> _PROVIDED PASSAGE_
[Begin]
Skip to main content

Sphinx "cjkspacer" extension

Project description

CI License: MIT

sphinxcontrib-cjkspacer

A Sphinx extension, which inserts spacer elements between the Chinese Japanese Korean (CJK) characters and the other characters.

Some of the word processors, e.g., Microsoft® Word and TeX (at least in the case of pTeX), adjust the distances between the CJK characters and the others automatically (c.f. Requirements for Japanese Text Layout#spacing between characters). Unfortunately, however, HTML with CSS does not have this function as of CSS3 (See the text-spacing property discussed in some old versions of W3C® Working Draft, e.g., 1 September 2011 and 19 January 2012). This Sphinx extension provides an alternative function to adjust such distances.

Note

This extension is inspired by sphinxcontrib-trimblank. The combination betweeen sphinxcontrib-trimblank and sphinxcontrib-cjkspacer should work well for the html builders: sphinxcontrib-trimblank removes redundant spaces caused by the limitation of the reStructuredText syntax, and then sphinxcontrib-cjkspacer adjusts distances among characters (See demo).

Install

pip install sphinxcontrib-cjkspacer

Usage

Add sphinxcontrib.cjkspacer in the extensions list in conf.py.

extensions += ['sphinxcontrib.cjkspacer']

Example

tests/: (demo)

  • In conf.py

    extensions += ['sphinxcontrib.trimblank', 'sphinxcontrib.cjkspacer']
    html_css_files = ['custom.css']
    
  • In _static/custom.css

    .cjkspacer {
        padding-right: 0.13em;
    }
    

Configuration

  • cjkspacer_spacer: (default: {'html':'<span class="cjkspacer"></span>'})

    A dictionary which has format:spacer_string pairs. The value of spacer_string will be inserted between the CJK characters and the others when the format of the builder is format.

    By using the default value, you can use .cjkspacer class in your custom css. For example,

    .cjkspacer {
        padding-right: 0.13em;
    }
    

    If the use of the thin space character is sufficient, this can be achieved by

    cjkspacer_spacer_str = {'html': '&thinsp;'}
    

    This however causes selectable spaces in the text.

  • cjkspacer_cjk_characters

  • cjkspacer_before_exceptions

  • cjkspacer_after_exceptions

    These three elements decide the boundaries between the CJK characters and the other characters.
[End]
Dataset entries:
[Begin]
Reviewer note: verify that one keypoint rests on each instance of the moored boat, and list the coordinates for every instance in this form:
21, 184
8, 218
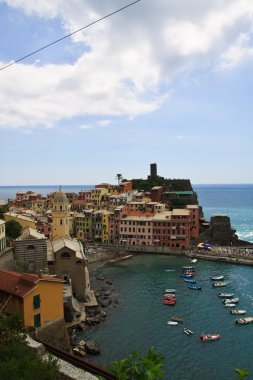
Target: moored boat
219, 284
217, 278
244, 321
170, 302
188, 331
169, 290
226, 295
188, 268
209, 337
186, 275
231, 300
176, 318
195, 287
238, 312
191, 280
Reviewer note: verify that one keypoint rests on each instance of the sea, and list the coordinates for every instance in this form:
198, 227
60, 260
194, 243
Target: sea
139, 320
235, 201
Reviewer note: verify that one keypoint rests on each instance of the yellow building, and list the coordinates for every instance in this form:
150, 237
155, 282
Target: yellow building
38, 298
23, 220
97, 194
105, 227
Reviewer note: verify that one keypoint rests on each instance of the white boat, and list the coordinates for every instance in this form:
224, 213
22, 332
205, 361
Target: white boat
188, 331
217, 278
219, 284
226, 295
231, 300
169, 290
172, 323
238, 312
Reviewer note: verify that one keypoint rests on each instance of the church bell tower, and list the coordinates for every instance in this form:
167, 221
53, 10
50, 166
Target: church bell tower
[End]
[Begin]
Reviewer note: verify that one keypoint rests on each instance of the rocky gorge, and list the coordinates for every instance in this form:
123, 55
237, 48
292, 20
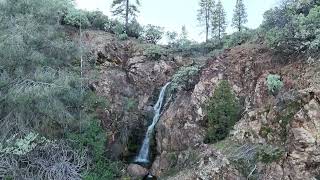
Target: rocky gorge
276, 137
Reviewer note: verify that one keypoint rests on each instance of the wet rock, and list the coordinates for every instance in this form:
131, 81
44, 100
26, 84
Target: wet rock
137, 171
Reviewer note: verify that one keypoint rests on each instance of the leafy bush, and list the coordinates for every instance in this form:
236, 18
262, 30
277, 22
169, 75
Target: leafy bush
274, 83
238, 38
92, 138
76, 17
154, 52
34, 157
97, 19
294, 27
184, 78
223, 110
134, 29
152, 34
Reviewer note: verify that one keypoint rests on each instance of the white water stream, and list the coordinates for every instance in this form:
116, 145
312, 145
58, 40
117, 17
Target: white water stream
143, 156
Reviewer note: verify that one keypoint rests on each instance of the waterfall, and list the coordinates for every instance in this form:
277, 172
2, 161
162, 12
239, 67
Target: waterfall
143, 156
[End]
[Begin]
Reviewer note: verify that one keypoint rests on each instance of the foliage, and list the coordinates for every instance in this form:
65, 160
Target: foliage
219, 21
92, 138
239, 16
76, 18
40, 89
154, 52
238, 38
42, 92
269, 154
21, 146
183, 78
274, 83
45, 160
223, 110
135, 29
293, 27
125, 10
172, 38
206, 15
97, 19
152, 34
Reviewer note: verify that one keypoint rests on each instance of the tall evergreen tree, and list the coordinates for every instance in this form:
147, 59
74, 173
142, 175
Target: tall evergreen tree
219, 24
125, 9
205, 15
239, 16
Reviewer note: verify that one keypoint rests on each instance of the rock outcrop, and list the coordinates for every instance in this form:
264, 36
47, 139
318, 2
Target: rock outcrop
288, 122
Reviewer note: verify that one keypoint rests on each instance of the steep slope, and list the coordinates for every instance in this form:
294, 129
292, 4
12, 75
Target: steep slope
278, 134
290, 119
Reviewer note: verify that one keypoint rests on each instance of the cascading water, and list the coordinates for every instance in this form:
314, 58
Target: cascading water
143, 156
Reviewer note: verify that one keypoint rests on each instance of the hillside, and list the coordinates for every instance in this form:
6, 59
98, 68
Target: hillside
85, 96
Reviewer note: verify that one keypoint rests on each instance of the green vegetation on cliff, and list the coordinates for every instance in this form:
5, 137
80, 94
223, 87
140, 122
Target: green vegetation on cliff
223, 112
[End]
> _PROMPT 1_
According to the cjkspacer extension page, what side effect comes from using the thin space character as the spacer?
> _PROMPT 2_
From the cjkspacer extension page, write out the passage that begins at the words "Project description" and stops after the words "adjust such distances.".

> _WRITTEN SOLUTION 1_
It causes selectable spaces in the text.

> _WRITTEN SOLUTION 2_
Project description

CI License: MIT

sphinxcontrib-cjkspacer

A Sphinx extension, which inserts spacer elements between the Chinese Japanese Korean (CJK) characters and the other characters.

Some of the word processors, e.g., Microsoft® Word and TeX (at least in the case of pTeX), adjust the distances between the CJK characters and the others automatically (c.f. Requirements for Japanese Text Layout#spacing between characters). Unfortunately, however, HTML with CSS does not have this function as of CSS3 (See the text-spacing property discussed in some old versions of W3C® Working Draft, e.g., 1 September 2011 and 19 January 2012). This Sphinx extension provides an alternative function to adjust such distances.